• _Exercise description_
Reproduce the records below verbatim, line by line, and omit the pictures from your output.

• _Data shown_
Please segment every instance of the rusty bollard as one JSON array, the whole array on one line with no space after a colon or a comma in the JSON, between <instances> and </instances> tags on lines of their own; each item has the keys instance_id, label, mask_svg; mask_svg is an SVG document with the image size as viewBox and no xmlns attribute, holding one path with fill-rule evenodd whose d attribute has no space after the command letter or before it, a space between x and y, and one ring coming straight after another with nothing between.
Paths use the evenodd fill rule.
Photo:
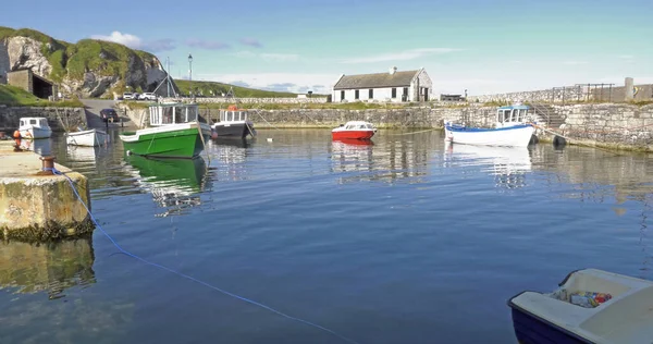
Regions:
<instances>
[{"instance_id":1,"label":"rusty bollard","mask_svg":"<svg viewBox=\"0 0 653 344\"><path fill-rule=\"evenodd\" d=\"M54 157L40 157L39 158L42 162L42 170L39 171L37 174L38 175L52 175L54 174L54 172L52 172L52 169L54 169Z\"/></svg>"}]
</instances>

• _Expected answer_
Please segment every instance of the rusty bollard as one JSON array, the whole array on one line with no space after a colon or a comma in the JSON, between <instances> and </instances> tags on lines of their own; each item has the keys instance_id, label, mask_svg; mask_svg is an SVG document with the image size as viewBox and no xmlns attribute, holding one path with fill-rule evenodd whose d attribute has no space after the command letter or before it, a space between x and y, and one ring coming straight after another with nothing between.
Paths use the evenodd fill rule.
Photo:
Regions:
<instances>
[{"instance_id":1,"label":"rusty bollard","mask_svg":"<svg viewBox=\"0 0 653 344\"><path fill-rule=\"evenodd\" d=\"M54 157L40 157L39 158L42 162L42 170L39 171L37 174L38 175L52 175L54 174L54 172L52 172L52 169L54 169Z\"/></svg>"}]
</instances>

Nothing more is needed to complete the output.